Start of Dataset
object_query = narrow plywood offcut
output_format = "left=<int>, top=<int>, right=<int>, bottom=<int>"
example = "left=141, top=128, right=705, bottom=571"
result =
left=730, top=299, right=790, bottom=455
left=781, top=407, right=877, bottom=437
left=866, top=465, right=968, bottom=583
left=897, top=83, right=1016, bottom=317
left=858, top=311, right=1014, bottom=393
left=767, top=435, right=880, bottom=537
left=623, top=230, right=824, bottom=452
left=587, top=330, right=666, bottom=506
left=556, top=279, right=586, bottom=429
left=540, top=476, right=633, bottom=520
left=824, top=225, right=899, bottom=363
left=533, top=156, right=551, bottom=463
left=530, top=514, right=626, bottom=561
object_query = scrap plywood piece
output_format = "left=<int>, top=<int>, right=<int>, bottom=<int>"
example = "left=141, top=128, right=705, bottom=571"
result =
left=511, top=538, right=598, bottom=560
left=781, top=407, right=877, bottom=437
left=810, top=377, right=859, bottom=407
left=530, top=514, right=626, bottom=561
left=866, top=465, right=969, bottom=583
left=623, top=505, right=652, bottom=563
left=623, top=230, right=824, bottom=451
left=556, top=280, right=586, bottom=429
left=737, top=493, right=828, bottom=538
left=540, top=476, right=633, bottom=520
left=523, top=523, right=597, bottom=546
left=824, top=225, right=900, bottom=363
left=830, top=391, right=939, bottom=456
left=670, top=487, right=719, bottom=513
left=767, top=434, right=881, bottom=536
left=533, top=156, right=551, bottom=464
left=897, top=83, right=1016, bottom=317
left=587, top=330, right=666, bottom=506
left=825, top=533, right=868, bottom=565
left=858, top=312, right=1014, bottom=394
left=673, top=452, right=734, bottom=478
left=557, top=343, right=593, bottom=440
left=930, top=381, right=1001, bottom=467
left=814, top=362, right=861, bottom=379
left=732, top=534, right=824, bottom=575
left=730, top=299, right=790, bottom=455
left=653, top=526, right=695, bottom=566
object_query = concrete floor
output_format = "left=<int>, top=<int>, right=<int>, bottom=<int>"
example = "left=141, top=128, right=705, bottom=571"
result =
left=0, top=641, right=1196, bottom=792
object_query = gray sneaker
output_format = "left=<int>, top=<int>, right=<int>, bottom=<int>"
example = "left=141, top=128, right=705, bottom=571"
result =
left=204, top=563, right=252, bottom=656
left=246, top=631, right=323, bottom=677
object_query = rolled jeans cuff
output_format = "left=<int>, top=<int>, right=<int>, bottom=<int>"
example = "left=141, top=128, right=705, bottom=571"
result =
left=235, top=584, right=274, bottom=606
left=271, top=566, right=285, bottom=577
End of Dataset
* [Task directions] Match on "plywood" and copy out every line of the entries that contains it.

* [Result]
object_query = narrow plywood offcut
object_query = scrap plywood piece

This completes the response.